Source document:
April 24

Sidemount cylinders ready for daily exploration

Taking time to cleanup

Spectacular beauty witnessed for the first time!

Speloethems of every kind stand a silent vigil

Spider Monkeys at Cenote Coati-mundi

“Chattering Monkeys”






Connection Day !!!

Tuesday, April 24, 2001 –
Most of dive team members use a technique known as “Sidemount caving” as opposed wearing the traditional back mounted double cylinders. With the sidemount methodology, cylinders are carried individually under the arms and tight against the body to allow for a lower profile and more streamline configuration. Even with two cylinders staged under each arm, expedition members are able to survey through small cave passages without damaging the system.

Dive team members took some today while carrying equipment to and from the Cenote to clean-up some trash that was left by land surveyors (we try very hard to make sure that we take out everything that is carried into the jungle so it remains as it was prior to our arrival). It took two members lowering Terrence by his feet into this 3 foot wide solution tube (a small sinkhole type formation) to reach a dropped bottle 5 feet below. Both Terrence and the bottle were recovered successfully.

Team 1 consisting of Mike, Andy, and Terrence headed downstream to check out a lead off of the “blind fish” cave line. After the team took time to reposition the jump off of the “blind fish” line to a more suitable location and drop their stage bottles, they journeyed out to the end of the line. Andy tied on a fresh reel of survey line and the team was on its way. They followed a trail of breakdown (areas where huge chunks of ceiling have collapsed naturally) up into a room with spectacular decorations. Andy Peterson described the dive: “It was beyond beautiful.” You would have to see it to truly appreciate it. From floor to ceiling, the huge flowstone on the right was tiered into hundreds of tiny steps no taller than a quarter inch in height. Larger rimstone dams, the size of fine china plates ringed the bottom half of the formation. On the left, hundreds, perhaps thousands of tiny stalactites clung to ceiling like tears. It just happened, I thought about my wife and and where I was, 1000 feet back into unexplored cave, and the name, “Carla’s Tears” just came to me. It’s perfect for the mood I experienced swimming through that incredible place. I’ll never forget the awe I felt and may never feel again.

Supplied data:
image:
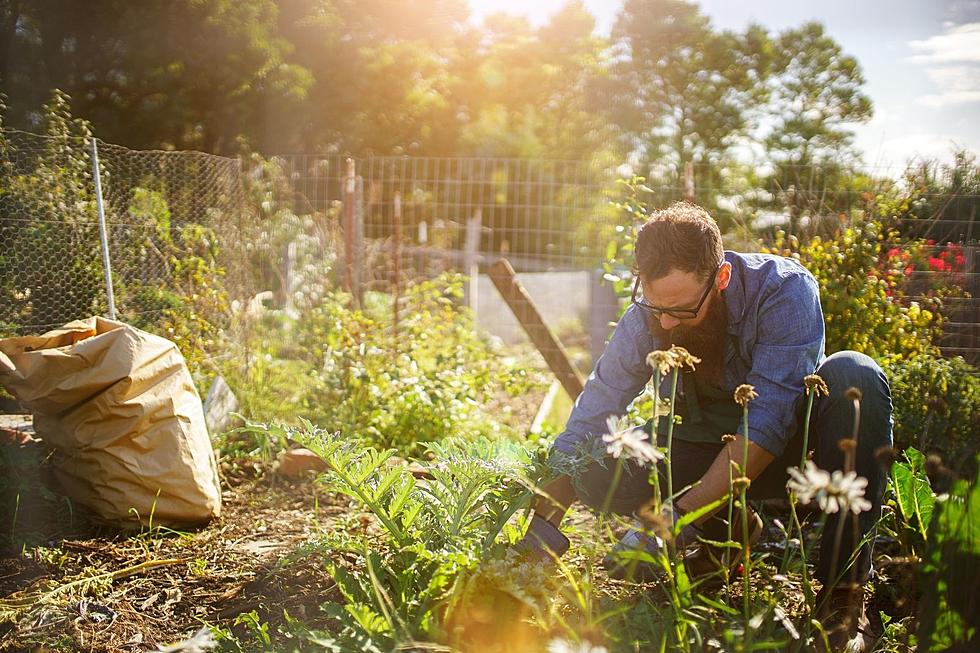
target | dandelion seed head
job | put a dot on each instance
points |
(815, 383)
(847, 445)
(630, 442)
(662, 361)
(744, 394)
(741, 483)
(886, 456)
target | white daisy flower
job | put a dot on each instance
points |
(564, 646)
(835, 492)
(629, 442)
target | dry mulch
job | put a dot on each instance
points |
(238, 564)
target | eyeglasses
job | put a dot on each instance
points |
(679, 313)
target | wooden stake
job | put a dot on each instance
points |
(505, 280)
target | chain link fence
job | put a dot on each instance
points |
(175, 233)
(194, 239)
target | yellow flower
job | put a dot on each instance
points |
(744, 394)
(683, 357)
(815, 383)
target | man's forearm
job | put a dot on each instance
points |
(715, 482)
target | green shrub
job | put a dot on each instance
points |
(347, 370)
(936, 405)
(864, 309)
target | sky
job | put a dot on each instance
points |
(920, 58)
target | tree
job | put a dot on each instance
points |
(816, 96)
(170, 73)
(684, 91)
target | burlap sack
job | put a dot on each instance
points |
(119, 407)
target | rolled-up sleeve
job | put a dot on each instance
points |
(618, 378)
(789, 345)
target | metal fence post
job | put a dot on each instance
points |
(471, 246)
(103, 235)
(604, 310)
(349, 189)
(396, 282)
(359, 251)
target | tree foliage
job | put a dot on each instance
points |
(388, 77)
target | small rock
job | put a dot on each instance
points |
(296, 462)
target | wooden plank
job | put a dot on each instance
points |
(505, 280)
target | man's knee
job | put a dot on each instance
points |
(850, 369)
(595, 487)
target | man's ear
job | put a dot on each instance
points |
(724, 275)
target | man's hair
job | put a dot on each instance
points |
(681, 237)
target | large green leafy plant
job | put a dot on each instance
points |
(415, 571)
(936, 406)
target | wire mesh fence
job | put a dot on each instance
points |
(194, 239)
(174, 233)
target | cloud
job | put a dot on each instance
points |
(958, 85)
(958, 44)
(952, 61)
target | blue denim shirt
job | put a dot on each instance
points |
(777, 325)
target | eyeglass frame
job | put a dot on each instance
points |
(676, 313)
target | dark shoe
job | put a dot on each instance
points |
(711, 564)
(619, 564)
(840, 610)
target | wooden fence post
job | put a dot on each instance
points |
(505, 280)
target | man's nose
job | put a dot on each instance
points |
(667, 322)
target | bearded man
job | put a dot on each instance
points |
(751, 319)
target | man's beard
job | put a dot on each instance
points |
(706, 341)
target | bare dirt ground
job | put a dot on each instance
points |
(172, 583)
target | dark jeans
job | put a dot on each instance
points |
(832, 419)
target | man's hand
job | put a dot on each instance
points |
(715, 482)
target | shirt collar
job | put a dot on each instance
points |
(735, 293)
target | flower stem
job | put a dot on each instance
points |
(746, 557)
(806, 427)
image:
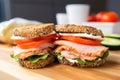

Task 1:
Report how many lines of the listing contain the string "fence", treating case as significant. Give only the number.
Task 2:
Pick up the cave diving journal right after its final sentence and keep writing.
The listing has no connection to the cave diving journal.

Result 1:
4

Result 2:
At the crest of “Carla’s Tears”, Terry and Mike pushed through a very tight restriction and tied the line into the previous downstream mainline (more than 350′ of new passage was surveyed during this 95 minute dive)…

George and Mark made up Team 2. Their mission was to connect the downstream tunnel leading to Cenote of the Coati-mundi to a tunnel surveyed earlier this expedition. If our plotting of the survey data was accurate then this connection would be a short cut to Cindy’s Passage and the Death Star thereby saving at least 35 minutes of swimming one way. This opens up a whole area to explore using less resources and less strain on the divers. It turns out the data was accurate and the connection was made. As if this wasn’t a successful dive already, a beautiful room was also explored and found to extend to less than 3 feet from the surface. Another Cenote? Maybe. Stay tuned…

When the team arrived at the Coati-mundi Cenote yesterday they were pleasantly surprised to find themselves followed in the trees by a group of Spider Monkeys. Today we were able to get a picture of the newest “team members”. The name spider monkey is derived from their incredibly long arms, legs, and prehensile tail that they use to propel themselves through the tree canopy at incredible speeds. With the “all arms and legs” appearance they have a spidery look about them.

Caver Divers don’t like to hear the “chattering monkeys”. In cave diving, the phrase “chattering monkeys” is used to describe the little voice (real or perceived) in the back of your mind that says you’re in too deep and it’s time to turn back. The “chattering monkeys” have also been known to comment on leaky o-rings, light failures, silt-outs, multi-direction T’s in the line, decompression liability, and forgetting to call your “significant other” during an expedition!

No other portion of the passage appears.